The history of play-licensing in London, which must now be followed in detail, really turns upon an attempt of the Corporation, goaded by the preachers, to convert their power of regulating plays into a power of suppressing plays, as the ultimate result of which even the power of regulation was lost to them, and the central government, acting through the Privy Council and the system of patents, with the Master of the Revels as a licenser, took the supervision of the stage into its own hands. The issue does not define itself very clearly until the 'seventies, perhaps partly because the Puritan sentiment took some time to grow, and partly because the earlier years are much less fully documented than the later ones.

As with all narratives pieced together out of fragmentary records, care must be taken not to lay too much stress on merely negative evidence with regard to any particular point. The two chief sources of information are the Register of the Privy Council, which contains minutes of letters written to the City Corporation or the Justices of Middlesex and Surrey and of other action taken by the Council with regard to plays, and the City Remembrancia, a book containing copies of letters passing between the Corporation and the Council or other persons of importance. But neither record is continuous during the whole controversy, and although the two frequently help each other out, some of the gaps unfortunately synchronize. In particular there is a comparative absence of information upon the first part of the reign, since the Register only begins to help in 1573 and the Remembrancia in 1580. It is possible, therefore, that the Court and the City may have come to grips on the vexed question of stage-control in London somewhat earlier than is now apparent.

It is certain, indeed, that some negotiations had taken place between the two authorities before the period to which the documents mainly relate. These are appealed to in a City letter of 1574, and it is claimed that, in view of the objections of the Corporation, the Council had 'long since' refrained from pressing a proposal that some private person should be nominated to license playing-places within the City. This is the first mention of a new type of 'licence', distinct from those of companies as such, or of plays as such, and presumably owing its origin to the general local regulative powers of the magistrates. The date of the proposal is not given, and as regards the years 1558-71, there is only occasional evidence of any serious interference, other than such as was necessitated by plague, with the activities of the players, although it is clear that the rulers of the City were exercising the powers of supervision with which the proclamation of 1559 invested them. There is an indication that plays were suspended by a precept from the Lord Mayor in the September of the first and greatest of the Elizabethan plague-years, 1563; and in the following February Edmund Grindal, the Bishop of London, wrote to Sir William Cecil, pointing out that the players set up their bills daily, and especially on holidays, and that the excessive resort of young people to their performances could only be a cause of infection. Both on religious and on hygienic grounds, he urged the desirability of inhibiting plays by proclamation, either permanently or at least for a complete year, and not only within the City, but for a circuit of three miles outside its boundaries. Penalties should, he thought, be imposed for disobedience, not only upon the players, but also upon the owners of the houses where they played. The cessation of the plague probably made it unnecessary for Cecil to entertain the suggestion seriously; but it is interesting to observe that the policy of the Puritans, with whom Grindal was in sympathy, was already in 1564 one of complete suppression, and also that the comparative inefficacy of measures limited to the City, in view of the populous suburbs outside the London jurisdiction and subject only to the Middlesex or Surrey Justices and to the Privy Council, had been already realized.

------------------------------------------------

Reproduce the passage on play-licensing in London starting at "The history of" and ending at "the later ones.", swapping "preachers" for "clergy". The records below are from a separate source and are unrelated to the passage on play-licensing in London.

• [RAW DATA]
------------------------------------------------

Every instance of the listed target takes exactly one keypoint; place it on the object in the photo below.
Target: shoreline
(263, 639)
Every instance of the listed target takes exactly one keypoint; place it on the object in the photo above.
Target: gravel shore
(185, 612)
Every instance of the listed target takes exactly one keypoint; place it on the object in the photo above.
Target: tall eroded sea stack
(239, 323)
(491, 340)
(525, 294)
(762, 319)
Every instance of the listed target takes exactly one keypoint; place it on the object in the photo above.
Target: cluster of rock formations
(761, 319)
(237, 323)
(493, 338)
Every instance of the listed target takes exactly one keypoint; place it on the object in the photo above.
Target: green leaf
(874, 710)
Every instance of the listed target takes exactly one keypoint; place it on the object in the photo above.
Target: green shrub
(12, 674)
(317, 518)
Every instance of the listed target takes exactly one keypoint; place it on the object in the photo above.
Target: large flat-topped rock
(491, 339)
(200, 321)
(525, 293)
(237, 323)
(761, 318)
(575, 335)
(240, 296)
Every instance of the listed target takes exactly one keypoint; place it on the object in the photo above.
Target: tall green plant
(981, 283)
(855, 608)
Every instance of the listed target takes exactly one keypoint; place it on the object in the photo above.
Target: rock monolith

------------------------------------------------

• [TASK ANSWER]
The history of play-licensing in London, which must now be followed in detail, really turns upon an attempt of the Corporation, goaded by the clergy, to convert their power of regulating plays into a power of suppressing plays, as the ultimate result of which even the power of regulation was lost to them, and the central government, acting through the Privy Council and the system of patents, with the Master of the Revels as a licenser, took the supervision of the stage into its own hands. The issue does not define itself very clearly until the 'seventies, perhaps partly because the Puritan sentiment took some time to grow, and partly because the earlier years are much less fully documented than the later ones.